▸ PASSAGE PRÉSENTÉ
++++++
Autre idée : un revenu de base en contrepartie du travail domestique ? D’après l’INSEE, les Français auraient consacré 60 milliards d’heures de travail domestique en 2010, soit l’équivalent de 33 % du PIB. Cela constitue un service que les individus rendent à leur propre ménage en termes de cuisine, ménage, courses, soins aux enfants ou aux personnes âgées. Toutes ces activités ont une valeur marchande. Certains ménages y substituent des services marchands (employé-ée de ménage, repas au restaurant, garde collective ou individuelle…).

  • « Le travail domestique augmente le revenu des ménages » affirme Marc de Basquiat, tout comme l’investissement associatif, il est normal qu’il soit rémunéré par le RUE.
  • « Dans ce cas, c’est un salaire parental et non un salaire universel » répond Guillaume Allègre. Du point de vue de la société, en termes d’équité horizontale, la production domestique justifie plutôt que les ménages qui y recourent payent, à revenu égal, un impôt plus élevé. Leur niveau de vie est plus élevé que ceux des ménages ne faisant pas appel à la production domestique. Il est difficile de justifier un revenu inconditionnel à tous de manière égalitaire, par les contributions sociales réalisées par certains. Quid de ceux qui ne gardent pas les enfants et ne participent pas au travail associatif ?
++++++
Extrait d'un jeu de données
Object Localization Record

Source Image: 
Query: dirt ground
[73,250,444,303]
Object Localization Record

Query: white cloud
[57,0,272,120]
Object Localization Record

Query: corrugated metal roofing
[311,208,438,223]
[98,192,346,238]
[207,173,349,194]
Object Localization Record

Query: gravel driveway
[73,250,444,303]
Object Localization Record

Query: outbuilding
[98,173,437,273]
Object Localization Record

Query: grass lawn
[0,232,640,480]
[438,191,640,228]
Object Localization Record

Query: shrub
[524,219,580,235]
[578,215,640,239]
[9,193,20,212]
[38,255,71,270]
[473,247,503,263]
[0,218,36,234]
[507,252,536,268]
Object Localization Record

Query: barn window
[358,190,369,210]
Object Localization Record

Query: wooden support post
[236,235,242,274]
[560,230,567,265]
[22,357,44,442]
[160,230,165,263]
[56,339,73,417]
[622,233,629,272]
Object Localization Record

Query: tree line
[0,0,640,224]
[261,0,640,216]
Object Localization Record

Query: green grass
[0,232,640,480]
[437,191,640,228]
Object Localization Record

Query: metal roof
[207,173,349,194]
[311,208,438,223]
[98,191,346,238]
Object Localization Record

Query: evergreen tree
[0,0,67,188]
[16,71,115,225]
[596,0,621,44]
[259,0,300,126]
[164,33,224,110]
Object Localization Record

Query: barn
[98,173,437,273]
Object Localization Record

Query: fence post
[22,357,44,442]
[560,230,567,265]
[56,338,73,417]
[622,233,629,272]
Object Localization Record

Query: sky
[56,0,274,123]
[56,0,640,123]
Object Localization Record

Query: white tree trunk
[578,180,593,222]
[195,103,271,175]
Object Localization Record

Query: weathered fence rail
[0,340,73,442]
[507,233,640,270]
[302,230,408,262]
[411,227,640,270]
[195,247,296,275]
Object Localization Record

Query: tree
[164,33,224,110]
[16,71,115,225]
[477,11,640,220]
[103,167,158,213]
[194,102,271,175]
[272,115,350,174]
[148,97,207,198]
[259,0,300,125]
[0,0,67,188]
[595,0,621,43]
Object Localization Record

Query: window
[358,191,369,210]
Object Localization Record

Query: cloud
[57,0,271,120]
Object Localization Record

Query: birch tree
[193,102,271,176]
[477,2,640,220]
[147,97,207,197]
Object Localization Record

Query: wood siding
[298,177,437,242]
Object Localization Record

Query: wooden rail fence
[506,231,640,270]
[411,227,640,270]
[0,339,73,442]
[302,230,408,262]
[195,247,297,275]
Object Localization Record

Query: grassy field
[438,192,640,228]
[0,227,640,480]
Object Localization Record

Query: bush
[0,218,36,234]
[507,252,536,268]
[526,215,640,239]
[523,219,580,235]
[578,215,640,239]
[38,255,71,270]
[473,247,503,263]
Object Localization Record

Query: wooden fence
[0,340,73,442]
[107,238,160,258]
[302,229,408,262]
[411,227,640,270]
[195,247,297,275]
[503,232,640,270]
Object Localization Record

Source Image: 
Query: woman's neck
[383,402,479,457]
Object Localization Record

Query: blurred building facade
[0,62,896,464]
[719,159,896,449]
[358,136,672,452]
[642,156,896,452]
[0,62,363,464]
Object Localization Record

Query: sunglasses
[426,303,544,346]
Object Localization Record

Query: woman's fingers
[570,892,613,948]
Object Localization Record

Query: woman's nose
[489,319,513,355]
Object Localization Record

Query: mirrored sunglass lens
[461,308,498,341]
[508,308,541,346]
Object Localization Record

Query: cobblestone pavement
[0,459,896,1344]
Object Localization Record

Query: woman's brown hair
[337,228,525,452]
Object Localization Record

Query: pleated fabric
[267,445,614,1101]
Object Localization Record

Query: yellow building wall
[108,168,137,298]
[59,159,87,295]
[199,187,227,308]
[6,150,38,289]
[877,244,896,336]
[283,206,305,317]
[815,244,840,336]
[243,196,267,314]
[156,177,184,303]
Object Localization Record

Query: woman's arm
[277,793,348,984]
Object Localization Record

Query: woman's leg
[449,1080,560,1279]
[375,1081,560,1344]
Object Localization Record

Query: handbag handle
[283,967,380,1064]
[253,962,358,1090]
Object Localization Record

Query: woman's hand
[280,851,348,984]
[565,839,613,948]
++++++
▸ OBJECTIF
Poursuivez le passage sur le revenu de base en contrepartie du travail domestique à partir de sa dernière phrase.

▸ RÉPONSE RÉDIGÉE
Bien qu’en apparence séduisantes, les caractéristiques du revenu de base sont difficilement compatibles avec les grands principes de justice contributive :

  • Le revenu inconditionnel est incompatible avec le principe de contribution au mérite. Chacun doit recevoir selon son dû ;
  • Le revenu individualisé est incompatible avec le principe de compensation, chacun doit recevoir selon ses besoins ;
  • Le principe de partage égalitaire d’une ressource exogène ne permet pas de justifier un revenu de base suffisamment élevé, tant que le travail reste le principal créateur de richesse.

Dans ces conditions, la réduction généralisée du temps de travail semble une solution politique plus soutenable que le revenu de base pour atteindre les objectifs qui lui sont assignés.